### Set problem
Render every line of the listing below as a JSON list of strings, one string per line, and leave out any blank lines.

### Records supplied
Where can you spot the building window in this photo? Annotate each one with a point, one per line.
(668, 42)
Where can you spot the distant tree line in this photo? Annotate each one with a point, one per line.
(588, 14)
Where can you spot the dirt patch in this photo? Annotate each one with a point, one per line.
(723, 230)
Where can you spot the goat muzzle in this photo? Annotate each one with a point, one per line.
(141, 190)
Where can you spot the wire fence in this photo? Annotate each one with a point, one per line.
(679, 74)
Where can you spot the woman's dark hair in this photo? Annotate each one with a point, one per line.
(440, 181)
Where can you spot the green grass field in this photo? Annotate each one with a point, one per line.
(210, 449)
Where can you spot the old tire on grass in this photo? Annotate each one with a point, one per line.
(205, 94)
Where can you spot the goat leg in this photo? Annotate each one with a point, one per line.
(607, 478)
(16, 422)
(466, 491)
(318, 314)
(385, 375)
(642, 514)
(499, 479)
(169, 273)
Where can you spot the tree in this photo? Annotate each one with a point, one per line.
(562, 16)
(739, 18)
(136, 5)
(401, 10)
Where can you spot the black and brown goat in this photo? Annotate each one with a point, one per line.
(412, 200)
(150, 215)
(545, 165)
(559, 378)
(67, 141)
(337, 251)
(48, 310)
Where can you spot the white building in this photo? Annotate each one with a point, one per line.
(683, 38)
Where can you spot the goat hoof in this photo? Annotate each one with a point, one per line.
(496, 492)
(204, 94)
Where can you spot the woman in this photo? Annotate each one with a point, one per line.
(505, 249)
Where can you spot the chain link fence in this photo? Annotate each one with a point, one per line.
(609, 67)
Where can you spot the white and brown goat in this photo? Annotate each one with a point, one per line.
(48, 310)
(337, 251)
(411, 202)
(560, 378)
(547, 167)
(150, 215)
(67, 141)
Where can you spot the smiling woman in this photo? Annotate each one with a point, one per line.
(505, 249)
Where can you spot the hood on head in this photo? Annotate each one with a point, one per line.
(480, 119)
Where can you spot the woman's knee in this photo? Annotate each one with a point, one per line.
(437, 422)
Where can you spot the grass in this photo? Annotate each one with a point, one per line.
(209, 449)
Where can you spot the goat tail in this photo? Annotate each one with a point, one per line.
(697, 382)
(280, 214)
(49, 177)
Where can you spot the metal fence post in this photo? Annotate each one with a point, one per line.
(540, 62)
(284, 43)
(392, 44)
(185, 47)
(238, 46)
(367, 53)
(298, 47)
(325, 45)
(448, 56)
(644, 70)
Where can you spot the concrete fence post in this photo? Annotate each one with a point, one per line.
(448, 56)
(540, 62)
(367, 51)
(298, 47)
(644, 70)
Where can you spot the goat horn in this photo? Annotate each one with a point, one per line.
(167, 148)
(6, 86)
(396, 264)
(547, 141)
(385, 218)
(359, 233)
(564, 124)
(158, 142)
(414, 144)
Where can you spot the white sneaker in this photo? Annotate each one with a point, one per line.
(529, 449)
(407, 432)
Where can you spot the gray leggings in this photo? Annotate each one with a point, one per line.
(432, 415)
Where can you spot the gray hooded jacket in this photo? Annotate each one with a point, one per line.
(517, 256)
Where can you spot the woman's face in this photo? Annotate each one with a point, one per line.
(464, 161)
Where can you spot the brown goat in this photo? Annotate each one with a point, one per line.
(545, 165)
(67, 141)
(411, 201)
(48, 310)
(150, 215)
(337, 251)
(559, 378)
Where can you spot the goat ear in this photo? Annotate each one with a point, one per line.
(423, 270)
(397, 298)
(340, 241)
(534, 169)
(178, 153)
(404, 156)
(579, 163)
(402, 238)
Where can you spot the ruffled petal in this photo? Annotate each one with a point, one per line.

### Finished exercise
[
  "Where can you spot the building window in this photo? Annotate each one with a point, one per line.",
  "(668, 42)",
  "Where can you spot the distant tree line in this photo? Annotate each one with a point, one per line.",
  "(588, 14)",
  "Where can you spot the dirt patch in this photo? Annotate each one with a point, one per line.",
  "(723, 230)",
  "Where can you spot the goat muzzle in this photo? Annotate each one with a point, one per line.",
  "(141, 190)",
  "Where can you spot the wire fence in this photo? Annotate each one with a point, one per line.",
  "(679, 74)",
  "Where can you spot the woman's dark hair in this photo? Annotate each one with a point, one per line.",
  "(440, 181)",
  "Where can you spot the green grass field in this photo? Annotate each one with a point, one per line.",
  "(210, 449)",
  "Where can you spot the old tire on grass in this photo? Annotate each one with a point, one per line.",
  "(205, 94)",
  "Where can you spot the goat leg in this photo? Annotate each one with a point, one per line.",
  "(607, 478)",
  "(16, 422)",
  "(466, 491)",
  "(318, 314)",
  "(385, 375)",
  "(642, 514)",
  "(499, 479)",
  "(169, 273)",
  "Where can you spot the tree in this photo? Annotate each one with a point, one per line.",
  "(562, 16)",
  "(739, 18)",
  "(136, 5)",
  "(401, 10)",
  "Where can you spot the black and brown goat in this photo? Annotate each one with a point, one per line.",
  "(412, 200)",
  "(150, 215)",
  "(545, 165)",
  "(559, 378)",
  "(67, 141)",
  "(337, 251)",
  "(48, 310)",
  "Where can you spot the white building in this photo? Annotate each one with a point, one per line.",
  "(683, 38)",
  "Where can you spot the goat hoof in this photo? Annotate each one with a point, one per line.",
  "(496, 492)",
  "(204, 94)",
  "Where can you spot the woman in this photo? Annotate each one with a point, one per line.",
  "(505, 249)",
  "Where can you spot the chain link fence in this photo? Annotate each one with a point, one per line.",
  "(609, 67)",
  "Where can you spot the white and brown goat in this photo? Annotate each one with a point, one per line.",
  "(48, 310)",
  "(337, 251)",
  "(411, 202)",
  "(560, 378)",
  "(547, 167)",
  "(150, 215)",
  "(67, 141)",
  "Where can you spot the smiling woman in this photo? Annotate each one with a point, one per line.",
  "(505, 249)",
  "Where can you spot the hood on head in this photo? Annotate each one with a point, one per line.",
  "(480, 119)",
  "Where can you spot the woman's knee in this photo? Annotate each one with a point, one per line.",
  "(437, 422)",
  "Where can you spot the grass in this photo? Annotate each one with a point, one per line.",
  "(209, 449)",
  "Where can you spot the goat tail in this photo? Annotate each one with a point, one per line.",
  "(697, 382)",
  "(280, 214)",
  "(49, 177)",
  "Where can you spot the metal fence post in this photo? Annotate each one with a point, one per line.",
  "(540, 62)",
  "(284, 43)",
  "(392, 44)",
  "(185, 47)",
  "(238, 46)",
  "(367, 53)",
  "(298, 47)",
  "(325, 45)",
  "(448, 56)",
  "(644, 70)",
  "Where can you spot the concrete fence post in this photo? Annotate each one with a point, one per line.",
  "(448, 56)",
  "(540, 62)",
  "(367, 51)",
  "(298, 47)",
  "(644, 70)",
  "Where can you spot the goat horn in this photo? Annotate each one with a point, one per line.",
  "(167, 148)",
  "(6, 86)",
  "(396, 264)",
  "(547, 141)",
  "(385, 218)",
  "(359, 233)",
  "(564, 124)",
  "(158, 142)",
  "(414, 144)",
  "Where can you spot the white sneaker in this photo? Annotate each one with a point, one per line.",
  "(529, 449)",
  "(407, 432)",
  "Where can you spot the gray leggings in this photo? Annotate each one with a point, one per line.",
  "(432, 415)",
  "Where can you spot the gray hooded jacket in this photo? Annotate each one with a point, one per line.",
  "(517, 256)",
  "Where can you spot the woman's face in this photo? Annotate each one with a point, one per line.",
  "(464, 161)",
  "Where can you spot the brown goat in this photo? Annotate each one with a point, one per line.",
  "(545, 165)",
  "(67, 141)",
  "(411, 201)",
  "(48, 310)",
  "(150, 215)",
  "(337, 251)",
  "(559, 378)",
  "Where can you spot the goat ear in this photo? Annotate each one with a point, one per line.",
  "(423, 270)",
  "(397, 298)",
  "(340, 241)",
  "(534, 169)",
  "(178, 153)",
  "(404, 156)",
  "(579, 163)",
  "(402, 238)",
  "Where can you spot the ruffled petal in this photo? Annotate each one with a point, one per line."
]